At least 64 to 70 people, including a top nationalist leader, were killed and more than 180 others injured on Friday as powerful bomb blasts targeted two separate election rallies in Pakistan, the deadliest in a string of attacks on candidates ahead of the July 25 polls.
Militants targeted a gathering of the Balochistan Awami Party (BAP) leader Siraj Raisani in Mastung area of Balochistan province. In the southwest town of Dringarh, about 35km south of the Balochistan provincial capital Quetta, a suicide attacker targeted a rally on Friday, killing at least 21 people, said provincial home minister Agha Umar Bangulzai.
“They targeted a rally of the Balochistan Awami Party,” said Bangulzai.
The party’s candidate Siraj Raisani was among those killed in the attack, his borther Lashkari Raisani said to Media by phone.
According to Bangulzai, at least 30 more were wounded in that attack.
“Security has been increased in the whole province, he said. “We do not want a repeat of this, all the candidates will be advised and given further security.”
Raisani is running for election to the provincial assembly in his home district of Mastung, where the attack took place. The area has been the site of several attacks by the Lashkar-e-Jhangvi (LeJ) armed group, although those have mostly targeted Shia Muslim pilgrims bound for Iran.
Explosion in Bannu
Earlier on Friday, another explosion targeted an election rally in the northwest town of Bannu, police said, killing at least four people, and wounding 19 others.

◇ ◇ ◇

* **Tasks to complete**
**1)** Answer these questions using the article on the Pakistan election rally bombings above:
(a) On what date were the polls scheduled?
(b) How far from Quetta, and in which direction, is the town of Dringarh?
(c) Which armed group has carried out several attacks in the Mastung area?
**2)** Write the next part of the article on the Pakistan election rally bombings, picking up after its final sentence.

◇ ◇ ◇

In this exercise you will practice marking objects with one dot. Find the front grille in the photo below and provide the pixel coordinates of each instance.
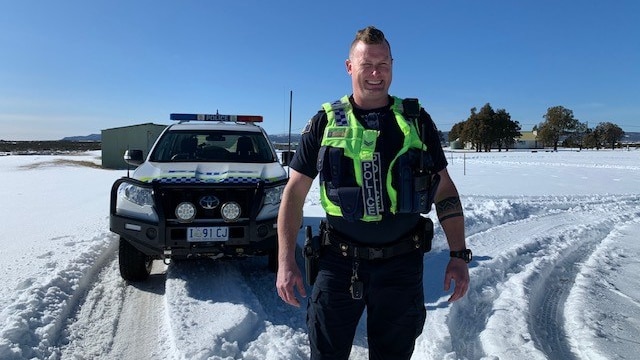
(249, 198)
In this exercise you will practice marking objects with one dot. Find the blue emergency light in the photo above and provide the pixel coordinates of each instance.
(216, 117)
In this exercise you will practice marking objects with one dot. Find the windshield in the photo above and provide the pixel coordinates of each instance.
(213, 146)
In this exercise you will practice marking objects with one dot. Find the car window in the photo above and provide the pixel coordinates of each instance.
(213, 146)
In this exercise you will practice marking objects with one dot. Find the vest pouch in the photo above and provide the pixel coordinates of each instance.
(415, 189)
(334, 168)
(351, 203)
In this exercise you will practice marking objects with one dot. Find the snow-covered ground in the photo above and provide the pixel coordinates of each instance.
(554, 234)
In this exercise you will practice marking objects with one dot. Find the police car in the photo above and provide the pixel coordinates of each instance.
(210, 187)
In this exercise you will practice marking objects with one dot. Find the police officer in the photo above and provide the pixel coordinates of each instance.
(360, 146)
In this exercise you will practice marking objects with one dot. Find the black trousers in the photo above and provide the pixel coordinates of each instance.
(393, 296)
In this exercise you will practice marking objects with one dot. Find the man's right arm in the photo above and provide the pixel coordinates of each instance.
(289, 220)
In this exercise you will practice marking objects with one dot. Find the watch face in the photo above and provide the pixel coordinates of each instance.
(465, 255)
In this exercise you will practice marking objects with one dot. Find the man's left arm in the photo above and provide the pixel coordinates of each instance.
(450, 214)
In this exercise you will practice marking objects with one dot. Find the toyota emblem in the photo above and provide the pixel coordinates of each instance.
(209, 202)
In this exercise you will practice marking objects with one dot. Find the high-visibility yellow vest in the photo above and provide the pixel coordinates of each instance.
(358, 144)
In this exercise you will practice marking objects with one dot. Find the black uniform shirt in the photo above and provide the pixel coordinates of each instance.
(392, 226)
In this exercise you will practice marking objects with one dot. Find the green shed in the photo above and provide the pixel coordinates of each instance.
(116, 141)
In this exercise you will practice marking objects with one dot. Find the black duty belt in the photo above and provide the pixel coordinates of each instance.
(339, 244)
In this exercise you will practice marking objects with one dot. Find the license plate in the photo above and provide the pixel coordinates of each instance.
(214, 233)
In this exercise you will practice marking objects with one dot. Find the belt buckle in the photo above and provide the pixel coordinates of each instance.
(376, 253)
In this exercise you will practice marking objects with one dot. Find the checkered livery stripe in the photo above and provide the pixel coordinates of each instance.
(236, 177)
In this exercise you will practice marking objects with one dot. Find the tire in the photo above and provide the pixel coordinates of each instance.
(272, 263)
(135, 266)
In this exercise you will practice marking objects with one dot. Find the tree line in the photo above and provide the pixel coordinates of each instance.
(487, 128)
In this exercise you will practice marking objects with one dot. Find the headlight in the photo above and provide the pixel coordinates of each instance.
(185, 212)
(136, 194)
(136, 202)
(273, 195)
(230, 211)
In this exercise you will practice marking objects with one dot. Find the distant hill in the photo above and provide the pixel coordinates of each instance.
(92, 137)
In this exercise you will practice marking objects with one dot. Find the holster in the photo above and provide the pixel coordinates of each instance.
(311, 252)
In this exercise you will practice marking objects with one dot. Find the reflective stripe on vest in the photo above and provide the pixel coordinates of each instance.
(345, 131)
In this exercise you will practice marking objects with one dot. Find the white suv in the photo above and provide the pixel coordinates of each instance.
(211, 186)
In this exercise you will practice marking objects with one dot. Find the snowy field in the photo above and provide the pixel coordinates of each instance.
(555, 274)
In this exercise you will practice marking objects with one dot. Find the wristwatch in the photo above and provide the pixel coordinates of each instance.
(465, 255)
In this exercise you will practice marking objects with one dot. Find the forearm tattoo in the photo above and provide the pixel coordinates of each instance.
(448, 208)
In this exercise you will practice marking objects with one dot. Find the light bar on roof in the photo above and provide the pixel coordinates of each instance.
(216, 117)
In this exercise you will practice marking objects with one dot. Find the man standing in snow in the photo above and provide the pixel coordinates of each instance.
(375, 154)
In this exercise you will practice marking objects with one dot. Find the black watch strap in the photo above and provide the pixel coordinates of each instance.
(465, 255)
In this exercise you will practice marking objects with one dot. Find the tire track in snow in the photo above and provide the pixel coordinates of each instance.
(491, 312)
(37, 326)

◇ ◇ ◇

* **Per-task outputs**
**1)**
(a) July 25.
(b) About 35km south of Quetta.
(c) The Lashkar-e-Jhangvi (LeJ) armed group.

**2)**
The blast occurred just after a rally hosted by the JUI-F religious political party ended on Friday morning, said a police official, speaking on condition of anonymity.
“The rally was in the Huwaid area, and the explosion occurred as people were dispersing after the rally,” said the official. “It was an IED [Improvised Explosive Device] planted in a motorcycle and set off by remote control.”
That attack was claimed by the Tehreek-e-Taliban Pakistan (TTP), which also claimed an attack that killed Bilour’s father, a staunch opponent of the armed group, in 2012.
Friday’s attacks has stoked fears of a return to the pre-poll violence that saw more than 158 people killed in the six weeks leading to the last election in 2013, according to data from the Pakistan Institute of Peace Studies research organisation.
Sporadic high-casualty attacks, however, have continued to target both civilian and security forces targets since then.